▶ Document section:
____
How to watch Google I/O 2024: Android 15, Gemini and more

 Google I/O 2024 graphic.
Google I/O 2024 graphic.

Despite being predominantly a developer conference with a focus on software, Google I/O has, in recent years, drawn a lot of attention for its hardware reveals. Last year alone, we saw the Pixel Fold, Pixel Tablet and Pixel 7a make their big bow during the day-one keynote.

Things look like they’ll be quieter on the hardware front this year. With the Pixel 8a’s specs already confirmed last week, it looks like Google is clearing the decks to ensure maximum coverage for its software and AI announcements.

How to watch Google I/O 2024 live online

As per usual, the multi-day Google I/O event kicks off with a keynote presentation streamed live from the Shoreline Amphitheatre in Mountain View. This year, it’s scheduled for Tuesday, May 14 at 10 a.m. PT or 1 p.m. ET.

As Google owns YouTube, it’s no surprise that that’s how Google would like you to watch it. We’ve embedded it below, but you can also watch it on the site here.

Alternatively, a version with American Sign Language is also available here, if you require it.

What to expect from Google I/O 2024

Android 15 (and other platforms)

The Android 15 logo from the Android developer website, displayed on a Pixel 8 Pro
The Android 15 logo from the Android developer website, displayed on a Pixel 8 Pro

Given Android 15 is already available as a beta for software developers, many of its features — such as the updated Privacy Sandbox, partial screen sharing and system-level app archiving to free up space — are already well documented.

Nonetheless, more features are expected to be revealed before it’s open to the general public, and there’s a good chance Google will show off some of them here. A refreshed status bar, the return of lock-screen widgets, satellite Maps location sharing and a clever way to optimize battery life have all been rumored at some stage.

While the full mobile Android OS is likely to be the focus, it’s possible we’ll also see some new Wear OS, Android TV or Android Autio features show up too.

Artificial intelligence

Like every other tech brand in the last 18 months, Google has been obsessed with artificial intelligence, so we can expect to hear an awful lot about the company’s Gemini model.

It seems likely that Google will have plans to deeply embed Gemini into its suite of apps across mobile and web, in search, Chrome, G Suite and Maps. No doubt the company will have some impressive-looking demos to show off any new functionality that’s ready for show time.
____
▶ Data records:
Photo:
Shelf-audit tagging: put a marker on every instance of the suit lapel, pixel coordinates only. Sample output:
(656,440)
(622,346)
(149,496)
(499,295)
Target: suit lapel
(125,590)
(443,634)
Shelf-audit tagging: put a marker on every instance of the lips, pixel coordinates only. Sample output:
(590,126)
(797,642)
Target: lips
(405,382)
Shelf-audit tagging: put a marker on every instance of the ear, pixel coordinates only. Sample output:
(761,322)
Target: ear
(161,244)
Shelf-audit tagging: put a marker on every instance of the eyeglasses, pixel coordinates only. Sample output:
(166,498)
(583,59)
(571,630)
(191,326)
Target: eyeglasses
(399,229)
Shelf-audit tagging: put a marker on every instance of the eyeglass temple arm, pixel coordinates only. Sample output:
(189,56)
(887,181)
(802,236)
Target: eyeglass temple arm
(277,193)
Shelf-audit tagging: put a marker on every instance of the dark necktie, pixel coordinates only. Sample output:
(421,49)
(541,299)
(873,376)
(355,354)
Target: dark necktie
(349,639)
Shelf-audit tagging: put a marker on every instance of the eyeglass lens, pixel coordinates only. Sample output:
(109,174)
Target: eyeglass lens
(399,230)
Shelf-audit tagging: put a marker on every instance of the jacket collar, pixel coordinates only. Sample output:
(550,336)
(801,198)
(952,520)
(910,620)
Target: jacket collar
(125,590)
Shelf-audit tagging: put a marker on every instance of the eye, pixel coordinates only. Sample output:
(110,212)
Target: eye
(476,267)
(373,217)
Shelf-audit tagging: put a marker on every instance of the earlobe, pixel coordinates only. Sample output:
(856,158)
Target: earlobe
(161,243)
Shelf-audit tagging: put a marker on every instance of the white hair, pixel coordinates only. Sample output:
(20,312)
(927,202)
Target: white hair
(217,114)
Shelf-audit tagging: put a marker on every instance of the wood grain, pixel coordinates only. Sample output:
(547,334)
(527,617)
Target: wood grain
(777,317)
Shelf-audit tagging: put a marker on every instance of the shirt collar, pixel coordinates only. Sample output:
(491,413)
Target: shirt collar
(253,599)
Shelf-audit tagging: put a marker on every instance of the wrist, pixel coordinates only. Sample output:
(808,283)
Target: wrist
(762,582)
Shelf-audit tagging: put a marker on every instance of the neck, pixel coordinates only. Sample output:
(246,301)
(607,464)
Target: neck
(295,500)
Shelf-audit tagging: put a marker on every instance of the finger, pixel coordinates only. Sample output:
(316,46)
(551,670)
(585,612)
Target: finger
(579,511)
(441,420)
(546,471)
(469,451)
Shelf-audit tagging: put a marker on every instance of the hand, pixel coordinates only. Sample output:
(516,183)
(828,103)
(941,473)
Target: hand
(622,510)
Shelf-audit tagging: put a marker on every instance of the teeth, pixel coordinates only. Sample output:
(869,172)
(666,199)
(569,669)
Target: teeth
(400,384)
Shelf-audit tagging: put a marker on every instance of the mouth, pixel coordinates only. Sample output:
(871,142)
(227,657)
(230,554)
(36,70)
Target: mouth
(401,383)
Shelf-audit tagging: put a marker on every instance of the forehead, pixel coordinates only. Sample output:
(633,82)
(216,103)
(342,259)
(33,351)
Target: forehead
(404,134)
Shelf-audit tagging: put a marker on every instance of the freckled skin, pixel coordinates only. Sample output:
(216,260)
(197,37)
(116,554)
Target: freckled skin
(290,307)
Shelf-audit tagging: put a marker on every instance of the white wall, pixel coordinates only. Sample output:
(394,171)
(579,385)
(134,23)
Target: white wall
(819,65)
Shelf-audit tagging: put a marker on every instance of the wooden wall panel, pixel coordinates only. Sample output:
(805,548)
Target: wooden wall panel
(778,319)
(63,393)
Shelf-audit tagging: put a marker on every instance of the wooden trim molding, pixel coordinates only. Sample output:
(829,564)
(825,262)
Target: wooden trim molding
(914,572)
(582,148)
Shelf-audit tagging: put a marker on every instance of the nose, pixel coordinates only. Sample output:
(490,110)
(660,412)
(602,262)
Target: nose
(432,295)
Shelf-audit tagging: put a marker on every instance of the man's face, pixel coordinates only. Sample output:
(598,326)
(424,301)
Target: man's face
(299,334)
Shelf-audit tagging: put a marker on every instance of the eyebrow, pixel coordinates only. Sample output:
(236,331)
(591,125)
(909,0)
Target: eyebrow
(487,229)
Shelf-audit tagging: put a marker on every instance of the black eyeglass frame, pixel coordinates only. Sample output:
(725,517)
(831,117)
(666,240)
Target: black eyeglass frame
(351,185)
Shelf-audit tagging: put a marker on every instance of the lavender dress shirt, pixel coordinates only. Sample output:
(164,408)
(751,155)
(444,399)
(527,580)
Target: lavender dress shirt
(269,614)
____
▶ Exercise 1: Rewrite the Google I/O 2024 article's text between "Given Android 15" and "at some stage.", inclusive, changing "lock-screen widgets" to "home-screen widgets".
▶ Exercise 2: Pick up the Google I/O 2024 article after its final sentence and carry it forward.

▶ Exercise response 1:
Given Android 15 is already available as a beta for software developers, many of its features — such as the updated Privacy Sandbox, partial screen sharing and system-level app archiving to free up space — are already well documented.

Nonetheless, more features are expected to be revealed before it’s open to the general public, and there’s a good chance Google will show off some of them here. A refreshed status bar, the return of home-screen widgets, satellite Maps location sharing and a clever way to optimize battery life have all been rumored at some stage.

▶ Exercise response 2:
Alongside new party tricks from Google’s artificial intelligence model, we might also hear more about the company’s long-term plans for Gemini. Might it ultimately replace the ageing Google Assistant everywhere, or could the so-called ‘Pixie’ AI assistant be exclusive to the upcoming Pixel 9 family?

New hardware?

As mentioned in the intro, this year’s I/O may prove to be a bit of a damp squib in terms of hardware reveals. Three ‘a’ versions of Pixel have made their debut at past I/Os, but with the Pixel 8a already revealed, it looks like Google wants to make this all about the software.

Nonetheless, there remain a handful of hardware possibilities that could appear in some form or other.

Google Pixel Fold 2
Google Pixel Fold 2

The Pixel Fold 2 is the prime candidate here. The rumor is that Google’s second-generation foldable will be rebranded as a version of the upcoming Pixel 9 Pro. Whatever it ends up being called, expect a slimmed-down design, the introduction of the Tensor G4 chipset, and possibly a fourth rear camera sensor.

A long shot, but it’s also possible we’ll get a teaser for the Pixel Watch 3. The original was shared in a teaser at Google I/O 2022, after all, and if the company is showing off Wear OS features, this would be a great way to demo them. The only rumor about Google’s wearable so far is that it may come in two different sizes for the first time.

The Pixel Tablet may be being refreshed too — but don’t expect anything too dramatic. Word is that Google is planning on selling it without the dock for a lower price.

Other possibilities include some more Nest-branded smart home tech, the long-awaiting mixed-reality headset it’s working on with Samsung, or those fancy AI glasses the company demoed back in 2022. But don’t expect anything too dramatic to distract from the big focus on AI.